[Begin SELECTED TEXT]

This graph shows volume of searches for this term since only September last year. It is a graph, not of a “trend line”, but of a “hype explosion” or a terrorist attack. And like all such earthquakes on the tech landscape it’ll have you wondering: Am I left out? Is it too late? Do I need to hire a Metaverse Agency of Records (MARS, let’s call them)? 

Recently the world was greeted by the announcement that Deloitte in the US had launched an “Unlimited Realities” agency, which claims to “educate on the next massive wave that will be disruptive to business and society, and equip executives with the strategies, tools and technologies they need to take full advantage of digital worlds”. Some lines of copy are so self-satirising as to not require it. 

The Metaverse Explained – Simply  
So let me spend a moment spelling out what the metaverse actually is, for those not on that graph. It is a virtual reality world – one in which you wear some kind of gadget that removes you partially or entirely from this reality and puts you into another one. 

No wait, I exaggerate. It’s like that except: you still have to breathe, eat, ablute, physically move, probably work, draw electricity from and buy things in this reality. Which means – sorry guys – if you’re poor and hungry and miserable and ruled over by some crazy dictator, the metaverse is, what do they say, lipstick on a pig. Also – and no doubt this is going to shock you – the people who stand to be rich and powerful in the metaverse are none other than the exact same people who are rich and powerful in this one. Well, they would be. They are the ones building it. 

Serious articles in the Guardian and the New York Times, as well as actual analysts and investors, use, as their primary references for the metaverse, the novels Snow Crash by Neal Stephenson (who apparently coined the term) and Ready Player One by Ernest Cline. Stephenson has worked as an “advisor” to Blue Origin, Jeff Bezos’ rocket company. That is like Boston Dynamics inviting Mary Shelley to sit on their board to advise them on robot design.

[End SELECTED TEXT]

▶ _SHORT EXERCISE_
Continue the metaverse commentary from the point at which it stops, keeping its voice and argument.

[Begin EXTRACTED DATA]

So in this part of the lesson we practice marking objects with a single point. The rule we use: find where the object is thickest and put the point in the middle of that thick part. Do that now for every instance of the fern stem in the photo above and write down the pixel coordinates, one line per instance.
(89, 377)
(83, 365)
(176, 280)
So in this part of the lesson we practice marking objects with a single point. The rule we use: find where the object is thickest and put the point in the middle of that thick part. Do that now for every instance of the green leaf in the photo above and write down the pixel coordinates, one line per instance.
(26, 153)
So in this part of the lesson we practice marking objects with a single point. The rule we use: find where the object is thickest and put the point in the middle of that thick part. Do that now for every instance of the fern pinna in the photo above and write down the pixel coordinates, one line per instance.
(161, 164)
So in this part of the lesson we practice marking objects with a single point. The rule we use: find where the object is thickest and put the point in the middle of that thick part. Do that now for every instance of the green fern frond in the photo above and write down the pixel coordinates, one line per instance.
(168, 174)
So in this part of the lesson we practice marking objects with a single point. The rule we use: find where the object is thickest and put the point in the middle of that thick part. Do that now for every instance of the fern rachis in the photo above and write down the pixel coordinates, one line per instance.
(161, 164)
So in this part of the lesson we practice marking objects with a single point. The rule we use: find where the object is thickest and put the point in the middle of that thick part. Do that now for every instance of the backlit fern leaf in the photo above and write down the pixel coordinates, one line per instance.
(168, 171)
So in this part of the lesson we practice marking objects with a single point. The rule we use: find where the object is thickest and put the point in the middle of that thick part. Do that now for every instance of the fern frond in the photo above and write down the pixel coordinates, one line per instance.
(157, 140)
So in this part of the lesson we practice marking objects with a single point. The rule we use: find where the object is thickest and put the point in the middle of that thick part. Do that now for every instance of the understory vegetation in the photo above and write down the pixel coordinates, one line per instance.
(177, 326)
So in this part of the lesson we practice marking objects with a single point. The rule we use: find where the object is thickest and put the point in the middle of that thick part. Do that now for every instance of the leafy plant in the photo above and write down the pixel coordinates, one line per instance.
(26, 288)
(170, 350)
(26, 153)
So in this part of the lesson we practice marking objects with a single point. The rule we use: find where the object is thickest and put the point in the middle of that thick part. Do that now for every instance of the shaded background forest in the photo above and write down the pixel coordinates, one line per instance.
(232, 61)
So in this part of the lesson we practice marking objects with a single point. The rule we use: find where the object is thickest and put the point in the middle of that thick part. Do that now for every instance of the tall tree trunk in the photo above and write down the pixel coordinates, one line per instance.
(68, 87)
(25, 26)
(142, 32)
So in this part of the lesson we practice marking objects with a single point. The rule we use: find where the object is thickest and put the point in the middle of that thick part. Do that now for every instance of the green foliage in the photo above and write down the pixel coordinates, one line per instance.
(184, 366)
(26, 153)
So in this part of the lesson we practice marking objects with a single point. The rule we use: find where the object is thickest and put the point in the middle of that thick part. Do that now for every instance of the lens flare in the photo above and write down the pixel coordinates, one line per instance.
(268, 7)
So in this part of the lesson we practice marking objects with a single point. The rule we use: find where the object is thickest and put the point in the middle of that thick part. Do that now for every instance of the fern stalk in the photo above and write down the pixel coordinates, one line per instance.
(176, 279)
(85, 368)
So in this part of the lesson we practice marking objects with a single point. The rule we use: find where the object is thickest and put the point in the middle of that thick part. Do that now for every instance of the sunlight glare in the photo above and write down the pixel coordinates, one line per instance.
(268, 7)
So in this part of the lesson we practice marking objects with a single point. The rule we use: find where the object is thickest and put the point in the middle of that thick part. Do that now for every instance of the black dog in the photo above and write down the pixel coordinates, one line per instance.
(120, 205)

[End EXTRACTED DATA]

▶ _TASK ANSWER_
Will there be an “alternative universe” that people can escape into that will look and sound at least similar to and possibly more magical than this one; where you can meet other animated people and chat to them and play games and while away your time earning imaginary wealth with which to buy imaginary goods?  

Yes. There will. But will we? 

The Metaverses We Already Have 
As Wired recently wrote, a lot of this already exists in the world of gaming and has for many years. Microsoft’s recent purchase of Activision Blizzard, which every tech pundit trading words for cash hailed as an “investment in the metaverse”, is in fact just what it looks like: An investment in gaming. And why not? Games are a huge, thriving, fun, lucrative and immersive experience for billions of people on earth. Game titles long ago surpassed movies and other entertainment revenues. 

To be honest, the one kind of genre that hasn’t actually gotten as huge as everyone has predicted many times over is, in fact, alternative virtual worlds. Yes, Second Life is big – about a million active users – but laughable compared to Fortnite’s 80 million or the 400 million copies in the Call of Duty franchise that have sold. And sure, the Sims is still a thing. And VR headsets and games are growing – about 12 million VR headsets were shipped in 2021. That sounds impressive until you hear that 1.4 billion smart phones were sold over the same period or that 40 million CDs were still sold last year.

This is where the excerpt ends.